Exercise instructions
All of the data should be repeated exactly; pictures are not part of the copy.

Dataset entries
• • • •

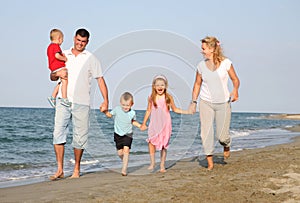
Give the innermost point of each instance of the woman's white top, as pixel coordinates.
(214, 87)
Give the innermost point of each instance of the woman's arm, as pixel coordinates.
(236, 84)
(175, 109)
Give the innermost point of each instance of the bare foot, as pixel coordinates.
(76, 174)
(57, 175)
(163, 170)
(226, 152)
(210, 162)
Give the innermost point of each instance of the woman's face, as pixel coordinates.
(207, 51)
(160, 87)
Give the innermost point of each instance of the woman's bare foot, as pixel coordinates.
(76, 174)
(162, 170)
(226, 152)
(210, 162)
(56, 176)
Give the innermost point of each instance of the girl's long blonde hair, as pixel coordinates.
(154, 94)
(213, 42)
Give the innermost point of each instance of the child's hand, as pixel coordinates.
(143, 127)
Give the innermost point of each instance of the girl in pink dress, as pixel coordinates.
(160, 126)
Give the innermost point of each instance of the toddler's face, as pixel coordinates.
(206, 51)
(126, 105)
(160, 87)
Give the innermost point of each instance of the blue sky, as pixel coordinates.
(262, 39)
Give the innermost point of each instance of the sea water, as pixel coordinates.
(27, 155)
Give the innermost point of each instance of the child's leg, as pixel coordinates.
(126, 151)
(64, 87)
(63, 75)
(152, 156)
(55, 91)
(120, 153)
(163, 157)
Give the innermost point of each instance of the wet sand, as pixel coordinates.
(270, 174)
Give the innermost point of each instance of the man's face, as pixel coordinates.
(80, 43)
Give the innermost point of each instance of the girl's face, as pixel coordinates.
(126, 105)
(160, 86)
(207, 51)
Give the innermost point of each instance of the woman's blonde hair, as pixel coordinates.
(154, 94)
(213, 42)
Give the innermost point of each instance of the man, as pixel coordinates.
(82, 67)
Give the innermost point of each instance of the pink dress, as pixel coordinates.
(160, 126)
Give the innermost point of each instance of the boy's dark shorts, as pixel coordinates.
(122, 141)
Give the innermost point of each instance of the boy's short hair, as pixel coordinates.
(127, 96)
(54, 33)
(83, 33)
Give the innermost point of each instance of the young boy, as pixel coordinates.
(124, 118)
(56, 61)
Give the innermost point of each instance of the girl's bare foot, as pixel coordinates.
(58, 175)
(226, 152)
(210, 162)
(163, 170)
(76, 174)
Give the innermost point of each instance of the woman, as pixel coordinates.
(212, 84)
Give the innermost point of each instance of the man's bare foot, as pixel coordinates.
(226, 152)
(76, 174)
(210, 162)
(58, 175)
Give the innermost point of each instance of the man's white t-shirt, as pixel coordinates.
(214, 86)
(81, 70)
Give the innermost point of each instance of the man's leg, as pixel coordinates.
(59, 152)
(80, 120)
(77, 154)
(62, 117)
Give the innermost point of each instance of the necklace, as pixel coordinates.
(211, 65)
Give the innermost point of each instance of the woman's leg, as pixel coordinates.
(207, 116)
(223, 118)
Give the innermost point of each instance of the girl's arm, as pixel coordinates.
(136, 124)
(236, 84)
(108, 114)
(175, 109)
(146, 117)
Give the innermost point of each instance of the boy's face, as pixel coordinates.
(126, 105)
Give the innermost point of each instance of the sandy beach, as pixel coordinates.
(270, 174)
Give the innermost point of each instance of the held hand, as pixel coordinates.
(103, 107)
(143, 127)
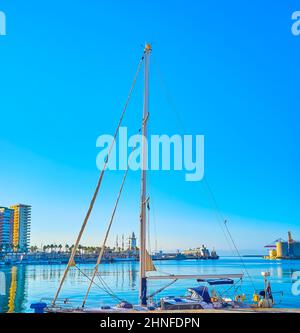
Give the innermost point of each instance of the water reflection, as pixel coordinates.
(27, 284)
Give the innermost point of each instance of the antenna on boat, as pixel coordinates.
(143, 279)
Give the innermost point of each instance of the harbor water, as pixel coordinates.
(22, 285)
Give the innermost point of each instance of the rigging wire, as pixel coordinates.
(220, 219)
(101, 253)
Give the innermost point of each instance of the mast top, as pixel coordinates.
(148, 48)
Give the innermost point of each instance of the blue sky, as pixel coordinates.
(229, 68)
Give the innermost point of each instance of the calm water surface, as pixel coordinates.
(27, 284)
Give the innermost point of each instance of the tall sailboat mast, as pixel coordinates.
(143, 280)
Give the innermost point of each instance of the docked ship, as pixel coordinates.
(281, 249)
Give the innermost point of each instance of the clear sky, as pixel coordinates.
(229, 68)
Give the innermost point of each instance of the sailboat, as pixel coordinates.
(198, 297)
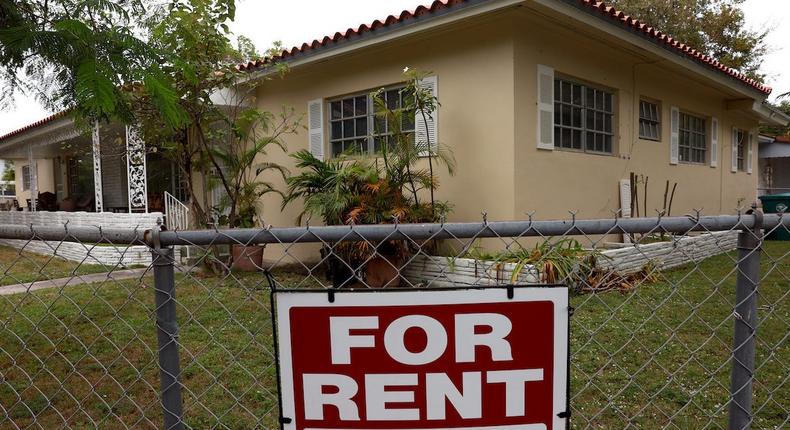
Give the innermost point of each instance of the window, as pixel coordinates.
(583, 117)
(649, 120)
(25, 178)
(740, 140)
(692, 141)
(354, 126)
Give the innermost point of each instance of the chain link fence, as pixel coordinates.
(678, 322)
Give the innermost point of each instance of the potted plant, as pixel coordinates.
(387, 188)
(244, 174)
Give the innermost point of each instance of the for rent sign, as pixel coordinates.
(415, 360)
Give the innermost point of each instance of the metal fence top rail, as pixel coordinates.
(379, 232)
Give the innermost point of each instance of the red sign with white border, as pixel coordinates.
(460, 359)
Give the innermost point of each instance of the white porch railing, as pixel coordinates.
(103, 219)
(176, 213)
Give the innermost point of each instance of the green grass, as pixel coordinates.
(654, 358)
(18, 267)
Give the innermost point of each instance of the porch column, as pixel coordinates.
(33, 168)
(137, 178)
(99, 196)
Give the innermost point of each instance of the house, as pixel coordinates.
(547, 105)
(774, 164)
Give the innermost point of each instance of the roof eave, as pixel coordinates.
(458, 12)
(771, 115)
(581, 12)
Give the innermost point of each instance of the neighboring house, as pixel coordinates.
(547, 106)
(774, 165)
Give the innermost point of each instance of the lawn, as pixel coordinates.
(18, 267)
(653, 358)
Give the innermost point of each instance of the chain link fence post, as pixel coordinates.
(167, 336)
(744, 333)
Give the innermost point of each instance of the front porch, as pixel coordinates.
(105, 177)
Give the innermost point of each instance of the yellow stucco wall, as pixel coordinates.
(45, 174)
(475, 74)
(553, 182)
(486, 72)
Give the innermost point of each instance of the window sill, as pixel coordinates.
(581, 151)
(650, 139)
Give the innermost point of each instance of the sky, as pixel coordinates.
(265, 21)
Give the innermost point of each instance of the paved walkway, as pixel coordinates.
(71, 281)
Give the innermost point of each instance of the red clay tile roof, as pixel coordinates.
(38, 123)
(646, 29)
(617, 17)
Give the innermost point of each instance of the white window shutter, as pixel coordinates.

• • • •

Solution for this task
Give the innermost point of each instance of the woman's white top, as pixel coordinates.
(214, 87)
Give the innermost point of each instance of the woman's arm, as pixel coordinates.
(236, 84)
(175, 109)
Give the innermost point of each instance of the bare foot, as pixel coordinates.
(76, 174)
(57, 175)
(163, 170)
(226, 152)
(210, 162)
Give the innermost point of each instance of the woman's face, as pixel coordinates.
(207, 51)
(160, 87)
Give the innermost point of each instance of the woman's bare foot, as pixel coordinates.
(76, 174)
(162, 170)
(226, 152)
(210, 162)
(56, 176)
Give the innermost point of each instance of the girl's long blonde hair, as pixel coordinates.
(154, 94)
(213, 42)
Give the innermost point of each instance of the child's hand, as pixel coordinates.
(143, 127)
Give the innermost point of each instance of the girl in pink dress, as pixel coordinates.
(160, 126)
Give the innermost point of each instance of the toddler's face, as pixel coordinates.
(206, 51)
(126, 105)
(160, 87)
Give the innermost point of each instance of the blue sky, as pixel coordinates.
(262, 39)
Give the innermost point of each instance of the sea water, as pixel coordinates.
(27, 155)
Give the innermost point of each instance of the child's leg, as pixel coordinates.
(126, 151)
(64, 87)
(63, 75)
(152, 156)
(55, 91)
(120, 153)
(163, 157)
Give the innermost point of each instance of the wet sand, as pixel coordinates.
(270, 174)
Give the innermost point of each instance of the man's face, as pixel coordinates.
(80, 43)
Give the innermost point of each instance of the girl's face, as pixel coordinates.
(126, 105)
(160, 86)
(207, 51)
Give the innermost point of each instance of the woman's blonde hair, as pixel coordinates.
(154, 94)
(213, 42)
Give the innermost point of each instance of the man, as pixel coordinates.
(82, 67)
Give the innermost point of each instance of the pink dress, as pixel coordinates.
(160, 126)
Give the innermost point of each instance of the boy's dark shorts, as pixel coordinates.
(122, 141)
Give the innermost point of each instance of the boy's short hair, as pixel coordinates.
(127, 96)
(54, 33)
(83, 33)
Give the innermost point of each instance of the young boy, as pixel coordinates.
(124, 118)
(56, 61)
Give the innermost point of each instance of the girl's bare foot, as pixel coordinates.
(58, 175)
(226, 152)
(210, 162)
(163, 170)
(76, 174)
Give the innermost point of each instance of the woman, as pixel coordinates.
(212, 84)
Give the innermost point of each instance of the man's bare foot, as pixel coordinates.
(226, 152)
(76, 174)
(210, 162)
(58, 175)
Give the innermost point of each instance of the man's white t-shirt, as pixel coordinates.
(214, 86)
(81, 70)
Give the innermost point of each instance of the man's leg, as pixel coordinates.
(59, 152)
(80, 120)
(77, 154)
(62, 117)
Give the innermost point of each instance of the necklace, as pixel coordinates.
(211, 65)
Give the innermost point of each instance of the woman's leg, as pixel coordinates.
(207, 116)
(223, 118)
Give the innermost point of each instance of the girl's arm, as pixel coordinates.
(136, 124)
(236, 84)
(108, 114)
(175, 109)
(146, 117)
Give the innermost point of each instance of the boy's face, as pixel coordinates.
(126, 105)
Give the innermost point of each instance of the sandy beach, as pixel coordinates.
(270, 174)
Give the innermost point of each instance of the held hand, as pixel coordinates.
(103, 107)
(143, 127)
Give the innermost point of each instance of the water reflection, as pixel coordinates.
(27, 284)
Give the innermost point of each instance of the antenna on boat, as pixel coordinates.
(143, 279)
Give the innermost point of each instance of the harbor water, as pixel coordinates.
(22, 285)
Give the innermost point of each instance of the rigging wire, as pixel coordinates.
(220, 219)
(101, 253)
Give the innermost point of each instance of the mast top, as pixel coordinates.
(148, 48)
Give the innermost point of each instance of the blue sky, as pixel coordinates.
(229, 68)
Give the innermost point of each instance of the calm water surface, as pixel coordinates.
(27, 284)
Give the innermost point of each instance of the tall sailboat mast, as pixel coordinates.
(143, 280)
Give the innermost point of each instance of the docked ship, as pixel coordinates.
(281, 249)
Give the innermost point of each instance of the clear sky, as pixel coordinates.
(229, 68)
Give the innermost point of each instance of the sailboat, as pixel coordinates.
(198, 297)
Give the innermost point of each instance of the window, as pixel coordinates.
(583, 117)
(649, 120)
(25, 178)
(740, 140)
(692, 141)
(354, 126)
Give the innermost point of each instance of the chain link fence, as pixel coordinates.
(678, 322)
Give the innermost point of each instance of the potted plant, as pixel coordinates.
(387, 188)
(244, 174)
Give the innermost point of each instance of the for rent sign, as pixel coordinates.
(415, 360)
Give the innermost point of each instance of the metal fence top rail, as pixel coordinates.
(379, 232)
Give the innermost point of each instance of the red sign with white border, as pixel coordinates.
(460, 359)
Give the innermost point of each instance of the white porch railing, as pixel coordinates.
(103, 219)
(176, 213)
Give the innermost point of each instance of the green grass, as pixel coordinates.
(654, 358)
(18, 267)
Give the innermost point of each instance of the porch column, as pixel coordinates.
(33, 168)
(137, 178)
(99, 196)
Give the innermost point of each instance of the house, as pixel coordinates.
(547, 105)
(774, 164)
Give the innermost point of each instance of the roof eave, as pixel coordinates.
(458, 12)
(771, 115)
(581, 12)
Give the innermost point of each instance of the neighboring house, as pixel coordinates.
(547, 106)
(774, 165)
Give the innermost point of each instance of the lawn, as pixel coordinates.
(18, 267)
(653, 358)
Give the innermost point of each instance of the chain link fence post, as pixel coordinates.
(167, 336)
(744, 333)
Give the innermost point of each instance of the front porch, as pixel coordinates.
(105, 177)
Give the innermost point of each instance of the yellow stucco wall, as pixel coordinates.
(45, 174)
(475, 74)
(553, 182)
(486, 72)
Give the innermost point of each instance of the window sill, as pixel coordinates.
(581, 151)
(650, 139)
Give the innermost point of each instance of the sky, as pixel coordinates.
(265, 21)
Give the innermost point of each instance of the paved walkway, as pixel coordinates.
(71, 281)
Give the innermost point of each instance of the red clay tile roof, as pixel coordinates.
(38, 123)
(646, 29)
(617, 17)
Give the innermost point of each instance of the white window shutter, as pixel coordinates.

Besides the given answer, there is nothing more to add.